» Records contained in a dataset
____

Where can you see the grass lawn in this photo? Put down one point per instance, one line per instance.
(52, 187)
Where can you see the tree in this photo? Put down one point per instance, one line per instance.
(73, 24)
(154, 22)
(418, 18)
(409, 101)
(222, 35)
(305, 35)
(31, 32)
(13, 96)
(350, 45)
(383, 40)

____

» EXERCISE OBJECTIVE
Reproduce every line of the data so that nothing differs from the original.

» WORKED SOLUTION
Where can you see the grass lawn in this photo? Put down one point per instance, one line per instance.
(52, 187)
Where can you see the tree in this photo? Put down one point per instance, one line per instance.
(73, 24)
(154, 22)
(418, 18)
(409, 101)
(222, 35)
(305, 35)
(31, 32)
(13, 96)
(350, 45)
(383, 40)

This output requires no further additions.